Task goal
The answer should be each line of the records that contains the word "blurred"; please copy them all.

Extracted information
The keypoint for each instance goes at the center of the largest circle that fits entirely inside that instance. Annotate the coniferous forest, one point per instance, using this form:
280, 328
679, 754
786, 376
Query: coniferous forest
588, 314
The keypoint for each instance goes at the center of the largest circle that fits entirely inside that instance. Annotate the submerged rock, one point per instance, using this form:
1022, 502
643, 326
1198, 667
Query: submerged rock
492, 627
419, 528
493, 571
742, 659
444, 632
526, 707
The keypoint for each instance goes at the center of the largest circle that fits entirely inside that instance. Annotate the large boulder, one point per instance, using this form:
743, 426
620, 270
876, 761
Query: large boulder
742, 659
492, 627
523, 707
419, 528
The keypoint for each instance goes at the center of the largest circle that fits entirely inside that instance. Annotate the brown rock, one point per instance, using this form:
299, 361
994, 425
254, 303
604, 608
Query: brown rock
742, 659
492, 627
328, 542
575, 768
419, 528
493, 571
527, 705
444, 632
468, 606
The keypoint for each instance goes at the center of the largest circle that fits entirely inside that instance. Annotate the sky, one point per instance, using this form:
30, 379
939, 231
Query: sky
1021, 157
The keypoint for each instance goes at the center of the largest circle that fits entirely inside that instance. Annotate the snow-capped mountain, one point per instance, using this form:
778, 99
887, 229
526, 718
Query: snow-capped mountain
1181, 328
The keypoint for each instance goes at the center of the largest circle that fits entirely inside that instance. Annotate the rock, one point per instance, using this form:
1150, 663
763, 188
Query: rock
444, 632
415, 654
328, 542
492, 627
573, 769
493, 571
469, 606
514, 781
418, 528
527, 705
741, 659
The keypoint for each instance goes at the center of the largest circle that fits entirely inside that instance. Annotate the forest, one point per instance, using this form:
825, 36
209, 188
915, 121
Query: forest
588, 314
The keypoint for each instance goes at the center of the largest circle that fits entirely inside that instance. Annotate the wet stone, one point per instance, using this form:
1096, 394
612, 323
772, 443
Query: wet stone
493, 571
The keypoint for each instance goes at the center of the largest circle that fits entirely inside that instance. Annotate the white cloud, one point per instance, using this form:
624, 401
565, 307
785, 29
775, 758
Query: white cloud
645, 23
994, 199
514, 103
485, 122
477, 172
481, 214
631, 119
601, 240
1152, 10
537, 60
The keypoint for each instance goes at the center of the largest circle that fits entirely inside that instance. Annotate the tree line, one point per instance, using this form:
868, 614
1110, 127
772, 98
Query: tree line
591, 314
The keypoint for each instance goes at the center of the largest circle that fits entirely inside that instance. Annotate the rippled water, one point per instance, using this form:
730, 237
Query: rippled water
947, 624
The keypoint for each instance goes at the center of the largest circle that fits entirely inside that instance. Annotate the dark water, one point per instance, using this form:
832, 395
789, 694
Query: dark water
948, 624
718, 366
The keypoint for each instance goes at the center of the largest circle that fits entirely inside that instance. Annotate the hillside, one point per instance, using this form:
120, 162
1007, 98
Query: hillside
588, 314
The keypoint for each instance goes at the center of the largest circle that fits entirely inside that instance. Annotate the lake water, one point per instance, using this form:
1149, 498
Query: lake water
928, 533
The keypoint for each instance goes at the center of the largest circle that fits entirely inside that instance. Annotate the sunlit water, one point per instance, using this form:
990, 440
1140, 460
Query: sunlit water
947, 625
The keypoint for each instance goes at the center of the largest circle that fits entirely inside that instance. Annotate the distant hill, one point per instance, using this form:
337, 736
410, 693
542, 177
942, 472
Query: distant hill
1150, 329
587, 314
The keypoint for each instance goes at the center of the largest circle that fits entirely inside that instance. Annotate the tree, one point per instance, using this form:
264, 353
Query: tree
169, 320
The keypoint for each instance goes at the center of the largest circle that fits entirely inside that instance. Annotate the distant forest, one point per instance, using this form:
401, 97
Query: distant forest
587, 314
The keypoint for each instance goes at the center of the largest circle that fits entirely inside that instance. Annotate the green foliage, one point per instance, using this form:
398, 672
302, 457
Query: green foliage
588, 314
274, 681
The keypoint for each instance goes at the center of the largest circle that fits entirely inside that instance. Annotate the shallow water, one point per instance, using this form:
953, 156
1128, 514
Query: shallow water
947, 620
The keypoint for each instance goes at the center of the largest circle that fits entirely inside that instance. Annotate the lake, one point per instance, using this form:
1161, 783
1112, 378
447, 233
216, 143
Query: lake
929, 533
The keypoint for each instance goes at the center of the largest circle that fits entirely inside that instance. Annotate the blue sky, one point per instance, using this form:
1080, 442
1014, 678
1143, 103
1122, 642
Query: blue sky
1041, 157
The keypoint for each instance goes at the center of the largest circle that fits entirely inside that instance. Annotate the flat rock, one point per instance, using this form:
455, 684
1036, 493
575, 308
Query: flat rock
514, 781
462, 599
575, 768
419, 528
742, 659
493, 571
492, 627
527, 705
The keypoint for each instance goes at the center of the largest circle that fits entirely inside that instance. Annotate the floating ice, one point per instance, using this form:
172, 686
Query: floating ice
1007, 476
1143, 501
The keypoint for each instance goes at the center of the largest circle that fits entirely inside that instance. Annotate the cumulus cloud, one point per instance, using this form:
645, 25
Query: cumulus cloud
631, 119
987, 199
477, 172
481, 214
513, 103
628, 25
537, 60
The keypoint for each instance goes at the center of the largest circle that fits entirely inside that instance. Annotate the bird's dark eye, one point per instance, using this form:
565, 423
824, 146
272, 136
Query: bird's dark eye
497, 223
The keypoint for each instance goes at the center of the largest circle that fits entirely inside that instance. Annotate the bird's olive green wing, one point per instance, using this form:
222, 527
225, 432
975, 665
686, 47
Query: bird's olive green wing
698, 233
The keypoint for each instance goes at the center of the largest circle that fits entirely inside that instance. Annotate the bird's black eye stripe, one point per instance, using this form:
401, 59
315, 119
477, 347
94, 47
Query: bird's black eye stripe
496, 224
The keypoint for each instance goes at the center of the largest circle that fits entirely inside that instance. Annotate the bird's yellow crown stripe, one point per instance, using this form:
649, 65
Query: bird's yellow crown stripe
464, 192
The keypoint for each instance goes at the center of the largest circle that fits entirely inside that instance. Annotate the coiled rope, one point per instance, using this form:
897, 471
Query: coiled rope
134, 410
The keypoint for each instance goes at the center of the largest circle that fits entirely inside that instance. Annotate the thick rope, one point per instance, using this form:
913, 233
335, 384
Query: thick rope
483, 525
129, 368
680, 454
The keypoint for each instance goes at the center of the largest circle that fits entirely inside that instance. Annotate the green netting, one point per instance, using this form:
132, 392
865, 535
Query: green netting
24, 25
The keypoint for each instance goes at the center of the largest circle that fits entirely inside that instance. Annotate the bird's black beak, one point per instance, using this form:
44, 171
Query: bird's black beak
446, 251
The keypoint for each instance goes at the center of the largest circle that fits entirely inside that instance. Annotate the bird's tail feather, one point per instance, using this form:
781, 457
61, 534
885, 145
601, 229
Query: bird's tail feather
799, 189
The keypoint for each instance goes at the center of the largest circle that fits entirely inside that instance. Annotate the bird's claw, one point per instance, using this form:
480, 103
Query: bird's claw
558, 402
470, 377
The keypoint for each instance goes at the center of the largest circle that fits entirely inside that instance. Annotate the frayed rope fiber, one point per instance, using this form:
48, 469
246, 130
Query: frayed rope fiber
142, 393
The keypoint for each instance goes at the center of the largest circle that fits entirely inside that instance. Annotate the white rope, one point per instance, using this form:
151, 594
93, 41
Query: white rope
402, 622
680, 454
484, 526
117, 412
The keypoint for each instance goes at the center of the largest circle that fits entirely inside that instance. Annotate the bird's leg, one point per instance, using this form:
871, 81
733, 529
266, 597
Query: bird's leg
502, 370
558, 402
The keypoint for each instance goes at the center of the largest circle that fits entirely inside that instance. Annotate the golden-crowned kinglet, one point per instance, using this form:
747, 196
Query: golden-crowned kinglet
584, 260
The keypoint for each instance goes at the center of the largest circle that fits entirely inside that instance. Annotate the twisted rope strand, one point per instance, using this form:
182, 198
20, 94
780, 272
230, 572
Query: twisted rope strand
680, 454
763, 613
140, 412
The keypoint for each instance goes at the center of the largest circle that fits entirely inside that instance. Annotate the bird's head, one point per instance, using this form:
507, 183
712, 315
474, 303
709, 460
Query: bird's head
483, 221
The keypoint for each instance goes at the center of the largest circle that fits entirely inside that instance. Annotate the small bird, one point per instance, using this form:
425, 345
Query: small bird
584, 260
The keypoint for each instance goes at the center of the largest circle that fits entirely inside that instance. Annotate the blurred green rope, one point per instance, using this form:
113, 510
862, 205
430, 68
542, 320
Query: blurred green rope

Result for this exercise
The keypoint for each instance goes at the center of the largest circle that fits entirely inside that instance. Annotate the blurred green rope, one point per instance, using this form:
Query: blurred green rope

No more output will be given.